Goal of the exercise: The stretch from the line with "positive clicks: (193, 467)" through the line with "460L161 472L187 480L213" in the records below: write it out exactly, and nothing else.

Items from a dataset

┄┄┄┄┄┄┄┄┄┄

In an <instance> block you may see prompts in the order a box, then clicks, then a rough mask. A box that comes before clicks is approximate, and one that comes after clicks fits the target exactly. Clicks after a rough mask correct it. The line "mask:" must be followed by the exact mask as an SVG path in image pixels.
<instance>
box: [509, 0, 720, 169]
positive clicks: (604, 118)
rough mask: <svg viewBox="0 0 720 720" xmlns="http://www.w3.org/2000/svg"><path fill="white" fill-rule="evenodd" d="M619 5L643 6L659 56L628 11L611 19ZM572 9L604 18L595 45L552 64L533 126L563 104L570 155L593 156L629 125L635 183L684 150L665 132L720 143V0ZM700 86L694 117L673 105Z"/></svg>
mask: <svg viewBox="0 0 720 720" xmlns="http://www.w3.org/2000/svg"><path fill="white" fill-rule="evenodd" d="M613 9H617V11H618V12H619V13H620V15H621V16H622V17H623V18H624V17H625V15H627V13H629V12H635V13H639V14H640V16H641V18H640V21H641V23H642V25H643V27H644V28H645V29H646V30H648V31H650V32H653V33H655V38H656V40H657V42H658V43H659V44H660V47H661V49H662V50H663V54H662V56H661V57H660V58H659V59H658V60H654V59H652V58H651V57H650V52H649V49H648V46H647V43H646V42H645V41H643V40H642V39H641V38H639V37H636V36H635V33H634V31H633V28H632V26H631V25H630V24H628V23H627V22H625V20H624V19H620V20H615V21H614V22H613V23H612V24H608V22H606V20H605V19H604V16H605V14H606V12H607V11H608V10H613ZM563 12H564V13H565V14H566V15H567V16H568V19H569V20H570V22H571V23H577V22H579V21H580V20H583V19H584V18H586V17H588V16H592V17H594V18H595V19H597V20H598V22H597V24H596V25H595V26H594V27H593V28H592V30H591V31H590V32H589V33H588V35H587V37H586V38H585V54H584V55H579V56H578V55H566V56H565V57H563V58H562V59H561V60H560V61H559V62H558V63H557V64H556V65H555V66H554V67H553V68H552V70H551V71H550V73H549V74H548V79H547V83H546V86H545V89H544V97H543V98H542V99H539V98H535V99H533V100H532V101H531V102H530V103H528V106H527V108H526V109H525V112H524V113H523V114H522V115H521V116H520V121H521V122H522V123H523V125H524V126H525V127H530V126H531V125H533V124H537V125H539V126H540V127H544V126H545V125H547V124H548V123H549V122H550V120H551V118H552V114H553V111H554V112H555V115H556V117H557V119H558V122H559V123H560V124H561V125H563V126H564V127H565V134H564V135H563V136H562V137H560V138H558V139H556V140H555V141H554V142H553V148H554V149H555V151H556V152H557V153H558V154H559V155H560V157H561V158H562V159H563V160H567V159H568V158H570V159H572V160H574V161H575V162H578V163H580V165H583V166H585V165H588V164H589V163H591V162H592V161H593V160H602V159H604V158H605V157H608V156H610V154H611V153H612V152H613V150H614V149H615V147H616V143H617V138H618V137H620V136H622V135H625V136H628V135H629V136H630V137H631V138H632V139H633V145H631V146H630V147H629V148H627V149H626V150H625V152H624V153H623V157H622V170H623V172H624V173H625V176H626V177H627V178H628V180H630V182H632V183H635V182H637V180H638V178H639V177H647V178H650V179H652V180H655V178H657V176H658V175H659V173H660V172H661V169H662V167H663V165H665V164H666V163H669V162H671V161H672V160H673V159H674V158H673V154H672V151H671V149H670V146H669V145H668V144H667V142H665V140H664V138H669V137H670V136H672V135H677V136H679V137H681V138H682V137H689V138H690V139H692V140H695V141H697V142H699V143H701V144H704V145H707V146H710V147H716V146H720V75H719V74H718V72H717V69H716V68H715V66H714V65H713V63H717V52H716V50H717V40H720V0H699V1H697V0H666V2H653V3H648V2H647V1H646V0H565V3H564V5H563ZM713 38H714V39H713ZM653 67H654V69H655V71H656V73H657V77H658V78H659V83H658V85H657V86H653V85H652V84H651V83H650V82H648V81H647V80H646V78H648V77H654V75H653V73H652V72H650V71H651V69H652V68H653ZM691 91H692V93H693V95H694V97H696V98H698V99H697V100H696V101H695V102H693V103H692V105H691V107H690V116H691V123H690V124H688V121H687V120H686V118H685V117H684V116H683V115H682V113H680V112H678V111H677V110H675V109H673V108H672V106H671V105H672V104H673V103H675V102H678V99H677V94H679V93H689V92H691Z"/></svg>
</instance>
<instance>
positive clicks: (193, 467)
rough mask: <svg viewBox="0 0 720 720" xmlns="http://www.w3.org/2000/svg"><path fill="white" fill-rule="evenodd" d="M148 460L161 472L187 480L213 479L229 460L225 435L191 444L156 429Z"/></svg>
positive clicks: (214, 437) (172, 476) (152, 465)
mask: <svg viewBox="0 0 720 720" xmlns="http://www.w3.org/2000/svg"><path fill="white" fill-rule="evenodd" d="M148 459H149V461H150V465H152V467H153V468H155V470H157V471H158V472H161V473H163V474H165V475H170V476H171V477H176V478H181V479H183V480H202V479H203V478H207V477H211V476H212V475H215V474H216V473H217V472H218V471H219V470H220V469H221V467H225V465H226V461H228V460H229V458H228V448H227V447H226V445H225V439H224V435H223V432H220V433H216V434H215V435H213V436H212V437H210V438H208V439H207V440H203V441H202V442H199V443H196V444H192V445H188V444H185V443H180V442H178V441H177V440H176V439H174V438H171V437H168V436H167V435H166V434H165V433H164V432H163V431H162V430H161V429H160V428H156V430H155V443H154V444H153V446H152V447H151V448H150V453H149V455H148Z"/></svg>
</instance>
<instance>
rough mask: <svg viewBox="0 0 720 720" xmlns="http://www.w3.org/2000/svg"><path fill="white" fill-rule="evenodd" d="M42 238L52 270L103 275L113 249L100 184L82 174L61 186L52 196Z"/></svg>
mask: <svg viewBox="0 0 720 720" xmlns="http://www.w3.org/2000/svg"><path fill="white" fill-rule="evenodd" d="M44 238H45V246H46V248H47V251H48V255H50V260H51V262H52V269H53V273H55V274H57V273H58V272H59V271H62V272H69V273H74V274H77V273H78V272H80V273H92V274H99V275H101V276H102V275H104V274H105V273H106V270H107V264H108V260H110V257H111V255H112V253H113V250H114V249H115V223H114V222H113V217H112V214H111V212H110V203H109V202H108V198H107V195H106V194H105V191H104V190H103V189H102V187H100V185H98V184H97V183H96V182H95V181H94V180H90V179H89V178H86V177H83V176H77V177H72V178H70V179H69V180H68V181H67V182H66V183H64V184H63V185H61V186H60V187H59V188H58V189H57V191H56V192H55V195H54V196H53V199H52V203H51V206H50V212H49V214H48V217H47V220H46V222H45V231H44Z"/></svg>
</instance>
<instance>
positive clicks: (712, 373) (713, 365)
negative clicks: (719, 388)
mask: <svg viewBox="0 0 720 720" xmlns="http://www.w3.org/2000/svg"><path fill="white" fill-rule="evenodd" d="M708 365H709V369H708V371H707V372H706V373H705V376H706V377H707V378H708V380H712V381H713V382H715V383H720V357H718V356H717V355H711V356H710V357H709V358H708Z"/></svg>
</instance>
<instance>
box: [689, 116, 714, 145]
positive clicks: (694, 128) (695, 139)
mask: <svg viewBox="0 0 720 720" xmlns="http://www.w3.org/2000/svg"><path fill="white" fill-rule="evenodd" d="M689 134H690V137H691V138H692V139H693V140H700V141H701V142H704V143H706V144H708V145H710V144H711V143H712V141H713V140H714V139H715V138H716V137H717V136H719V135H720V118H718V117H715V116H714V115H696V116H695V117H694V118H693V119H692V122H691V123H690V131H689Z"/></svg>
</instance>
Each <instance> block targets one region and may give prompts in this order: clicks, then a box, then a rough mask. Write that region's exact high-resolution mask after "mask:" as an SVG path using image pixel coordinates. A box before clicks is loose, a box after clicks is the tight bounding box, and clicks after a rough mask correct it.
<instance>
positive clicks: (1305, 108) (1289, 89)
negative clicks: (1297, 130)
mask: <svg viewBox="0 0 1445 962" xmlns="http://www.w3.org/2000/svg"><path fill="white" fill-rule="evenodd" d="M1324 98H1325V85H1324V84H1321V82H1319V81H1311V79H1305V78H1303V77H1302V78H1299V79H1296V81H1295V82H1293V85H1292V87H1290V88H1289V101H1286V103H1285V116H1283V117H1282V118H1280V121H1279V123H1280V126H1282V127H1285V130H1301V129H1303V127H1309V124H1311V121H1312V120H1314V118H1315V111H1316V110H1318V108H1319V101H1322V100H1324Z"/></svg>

┄┄┄┄┄┄┄┄┄┄

Answer space:
positive clicks: (193, 467)
rough mask: <svg viewBox="0 0 720 720" xmlns="http://www.w3.org/2000/svg"><path fill="white" fill-rule="evenodd" d="M148 460L161 472L187 480L213 479L229 460L225 435L191 444L156 429Z"/></svg>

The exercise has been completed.